## Instruction
Set out every row below as a numbered list, skipping any blank lines. Leave the pictures out of your list.

* * * * *

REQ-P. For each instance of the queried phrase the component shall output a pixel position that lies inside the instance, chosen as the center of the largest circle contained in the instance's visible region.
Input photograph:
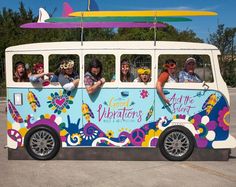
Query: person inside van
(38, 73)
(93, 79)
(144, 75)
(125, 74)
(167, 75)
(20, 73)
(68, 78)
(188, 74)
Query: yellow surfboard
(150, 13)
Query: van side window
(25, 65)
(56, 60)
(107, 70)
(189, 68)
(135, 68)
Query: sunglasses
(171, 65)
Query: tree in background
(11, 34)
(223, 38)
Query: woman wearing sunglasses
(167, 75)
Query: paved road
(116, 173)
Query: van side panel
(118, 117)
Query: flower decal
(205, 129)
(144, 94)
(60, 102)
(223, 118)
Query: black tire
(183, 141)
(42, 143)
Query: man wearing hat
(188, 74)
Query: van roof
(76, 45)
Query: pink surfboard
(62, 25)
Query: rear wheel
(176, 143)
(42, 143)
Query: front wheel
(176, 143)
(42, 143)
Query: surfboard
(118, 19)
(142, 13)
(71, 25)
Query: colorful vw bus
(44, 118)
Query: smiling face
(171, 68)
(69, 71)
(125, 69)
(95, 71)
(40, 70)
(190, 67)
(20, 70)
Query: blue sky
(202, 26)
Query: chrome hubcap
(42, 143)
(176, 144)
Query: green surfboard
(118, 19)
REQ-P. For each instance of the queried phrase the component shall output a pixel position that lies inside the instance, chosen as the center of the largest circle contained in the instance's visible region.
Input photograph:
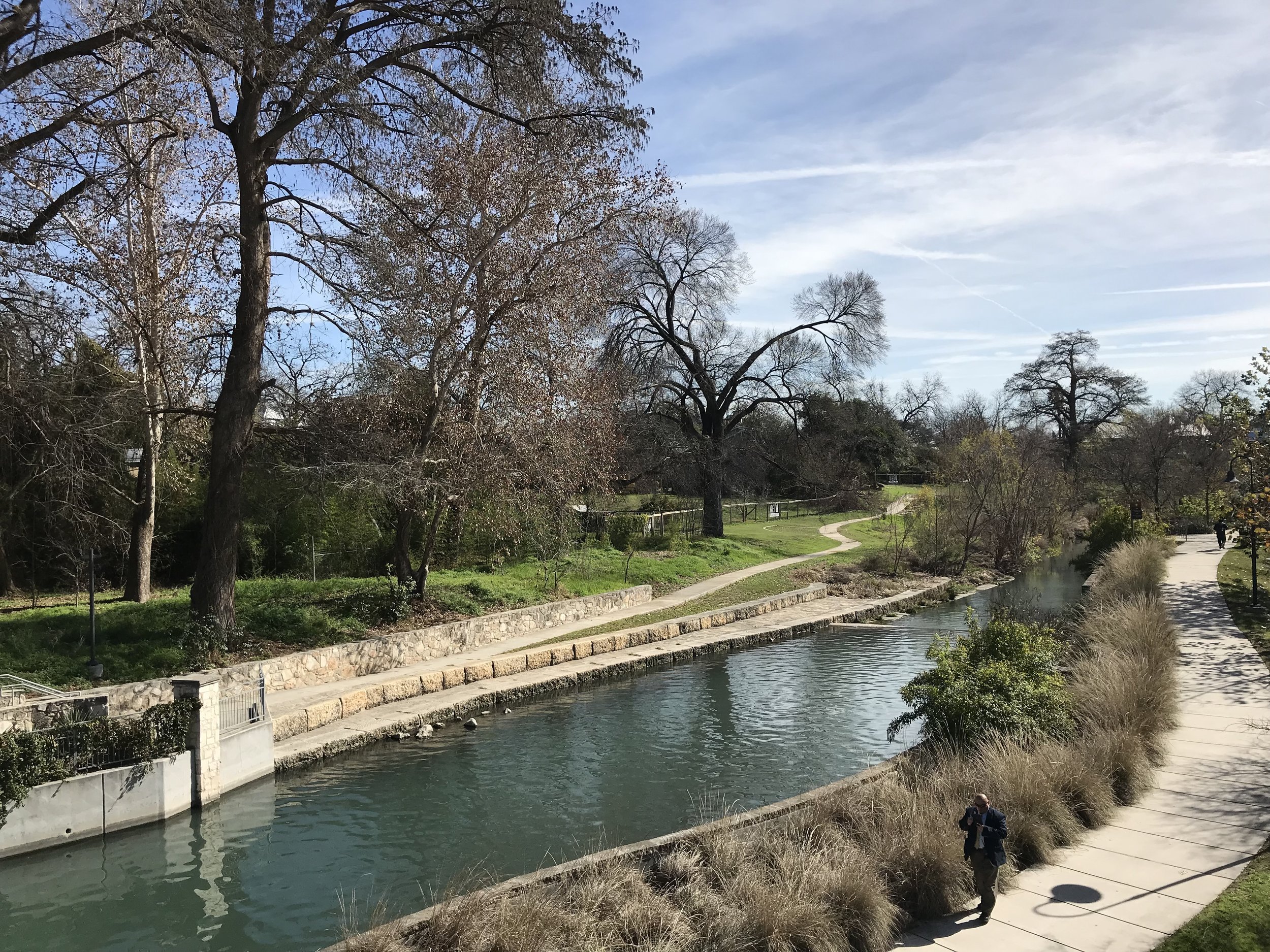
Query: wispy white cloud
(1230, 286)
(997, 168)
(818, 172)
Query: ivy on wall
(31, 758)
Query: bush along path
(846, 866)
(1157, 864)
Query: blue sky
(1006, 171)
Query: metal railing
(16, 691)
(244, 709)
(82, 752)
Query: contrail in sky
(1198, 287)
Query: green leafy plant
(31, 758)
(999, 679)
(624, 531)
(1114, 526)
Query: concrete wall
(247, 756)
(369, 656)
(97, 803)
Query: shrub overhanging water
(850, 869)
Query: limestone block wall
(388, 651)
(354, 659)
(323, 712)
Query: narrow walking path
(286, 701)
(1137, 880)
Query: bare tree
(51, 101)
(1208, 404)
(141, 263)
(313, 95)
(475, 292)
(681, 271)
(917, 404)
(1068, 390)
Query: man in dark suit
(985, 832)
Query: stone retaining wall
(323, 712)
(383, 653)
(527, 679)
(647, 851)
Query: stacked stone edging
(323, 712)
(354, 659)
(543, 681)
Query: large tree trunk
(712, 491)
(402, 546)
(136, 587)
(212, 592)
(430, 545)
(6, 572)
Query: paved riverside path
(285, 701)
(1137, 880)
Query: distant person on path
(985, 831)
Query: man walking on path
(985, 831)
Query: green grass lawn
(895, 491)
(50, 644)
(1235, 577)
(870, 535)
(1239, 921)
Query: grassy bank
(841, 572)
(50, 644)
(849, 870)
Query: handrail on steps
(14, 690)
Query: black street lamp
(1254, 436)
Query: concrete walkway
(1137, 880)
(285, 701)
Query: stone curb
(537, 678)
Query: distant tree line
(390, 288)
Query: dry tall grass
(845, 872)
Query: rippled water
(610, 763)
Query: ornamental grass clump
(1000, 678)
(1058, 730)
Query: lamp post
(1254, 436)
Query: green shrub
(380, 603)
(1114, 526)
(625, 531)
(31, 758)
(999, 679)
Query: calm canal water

* * * * *

## Right answer
1. REQ-P. For each instance of the queried phrase the component shall output a pixel position that lies inside the instance, chosen as the center of the largest circle contained in the instance's visible region.
2. Input photograph:
3. Query: person inside van
4. (38, 73)
5. (93, 79)
6. (144, 75)
7. (125, 74)
8. (167, 75)
9. (20, 73)
10. (68, 78)
11. (188, 74)
12. Query: yellow surfboard
13. (150, 13)
14. Query: van side window
15. (25, 65)
16. (56, 60)
17. (107, 70)
18. (189, 68)
19. (135, 68)
20. Query: sunglasses
21. (171, 65)
22. Query: tree in background
23. (11, 34)
24. (223, 38)
25. Query: woman wearing sunglasses
26. (167, 75)
27. Query: paved road
28. (116, 173)
29. Query: van side panel
30. (118, 117)
31. Query: flower decal
32. (205, 129)
33. (144, 94)
34. (60, 102)
35. (223, 118)
36. Query: black tire
37. (183, 141)
38. (42, 143)
39. Query: man wearing hat
40. (188, 74)
41. Query: van roof
42. (76, 45)
43. Query: pink surfboard
44. (62, 25)
45. Query: rear wheel
46. (176, 143)
47. (42, 143)
48. Query: front wheel
49. (176, 143)
50. (42, 143)
51. Query: surfboard
52. (118, 19)
53. (142, 13)
54. (71, 25)
55. Query: colorful vw bus
56. (44, 118)
57. Query: smiling face
58. (171, 68)
59. (69, 71)
60. (125, 69)
61. (95, 71)
62. (40, 70)
63. (190, 67)
64. (20, 70)
65. Query: blue sky
66. (202, 26)
67. Query: chrome hubcap
68. (42, 143)
69. (176, 144)
70. Query: green surfboard
71. (118, 19)
72. REQ-P. For each instance of the queried phrase the component shall output a pixel position that lies inside the instance, chosen as the center of the largest circle contained in the instance's visible region.
73. Input photograph:
74. Query: wispy white cloud
75. (1230, 286)
76. (997, 168)
77. (818, 172)
78. Query: ivy on wall
79. (31, 758)
80. Query: bush along path
81. (846, 866)
82. (1157, 864)
83. Query: blue sky
84. (1006, 171)
85. Query: metal railing
86. (16, 691)
87. (244, 709)
88. (82, 752)
89. Query: contrail in sky
90. (1198, 287)
91. Query: green leafy plant
92. (31, 758)
93. (999, 679)
94. (624, 531)
95. (1114, 526)
96. Query: concrete wall
97. (247, 756)
98. (369, 656)
99. (97, 803)
100. Query: shrub overhanging water
101. (850, 869)
102. Query: limestone block wall
103. (388, 651)
104. (354, 659)
105. (323, 712)
106. Query: narrow walking path
107. (286, 701)
108. (1137, 880)
109. Query: bare tree
110. (51, 101)
111. (1208, 404)
112. (141, 263)
113. (313, 95)
114. (475, 292)
115. (681, 271)
116. (917, 404)
117. (1068, 390)
118. Query: man in dark suit
119. (985, 832)
120. Query: stone retaining wall
121. (323, 712)
122. (383, 653)
123. (527, 679)
124. (647, 851)
125. Query: stacked stone edging
126. (323, 712)
127. (354, 659)
128. (543, 681)
129. Query: large tree trunk
130. (712, 491)
131. (402, 546)
132. (136, 587)
133. (212, 592)
134. (430, 545)
135. (6, 572)
136. Query: paved riverside path
137. (285, 701)
138. (1137, 880)
139. Query: distant person on path
140. (985, 831)
141. Query: man walking on path
142. (985, 831)
143. Query: green grass lawn
144. (895, 491)
145. (50, 644)
146. (1235, 577)
147. (870, 535)
148. (1239, 921)
149. Query: grassy bank
150. (841, 572)
151. (50, 644)
152. (849, 870)
153. Query: handrail on steps
154. (14, 690)
155. Query: black street lamp
156. (1254, 436)
157. Query: concrete walkway
158. (1137, 880)
159. (285, 701)
160. Query: stone curb
161. (537, 678)
162. Query: distant tree line
163. (390, 288)
164. Query: dry tall grass
165. (845, 872)
166. Query: rippled water
167. (610, 763)
168. Query: ornamental grass clump
169. (1000, 678)
170. (1058, 730)
171. Query: lamp post
172. (1254, 436)
173. Query: green shrub
174. (380, 603)
175. (1114, 526)
176. (625, 531)
177. (31, 758)
178. (999, 679)
179. Query: calm canal water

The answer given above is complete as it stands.